* EXERCISE AIM:
Can you quote all of the material below word for word, line by line, leaving out the pictures?

* SOURCE MATERIAL:
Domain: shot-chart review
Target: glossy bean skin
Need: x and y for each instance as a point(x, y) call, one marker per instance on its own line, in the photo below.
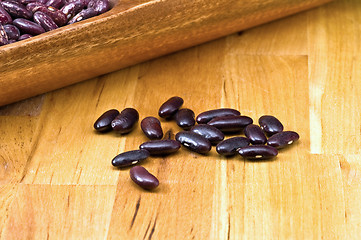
point(45, 21)
point(28, 26)
point(103, 123)
point(125, 121)
point(230, 146)
point(16, 10)
point(82, 15)
point(12, 32)
point(5, 17)
point(212, 134)
point(152, 128)
point(230, 124)
point(194, 142)
point(185, 118)
point(161, 147)
point(270, 124)
point(255, 134)
point(283, 139)
point(207, 116)
point(143, 178)
point(258, 152)
point(130, 158)
point(170, 107)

* RESULT OF THIS EXERCISE:
Domain: shot-chart review
Target: glossy bean skin
Need: x and y for each instance as a point(x, y) call, one marker per instance on its own line, in the photo below.
point(45, 21)
point(28, 26)
point(103, 123)
point(125, 121)
point(230, 146)
point(16, 10)
point(82, 15)
point(12, 32)
point(5, 17)
point(212, 134)
point(152, 128)
point(230, 124)
point(194, 142)
point(185, 118)
point(161, 147)
point(270, 124)
point(255, 134)
point(283, 139)
point(207, 116)
point(143, 178)
point(258, 152)
point(130, 158)
point(170, 107)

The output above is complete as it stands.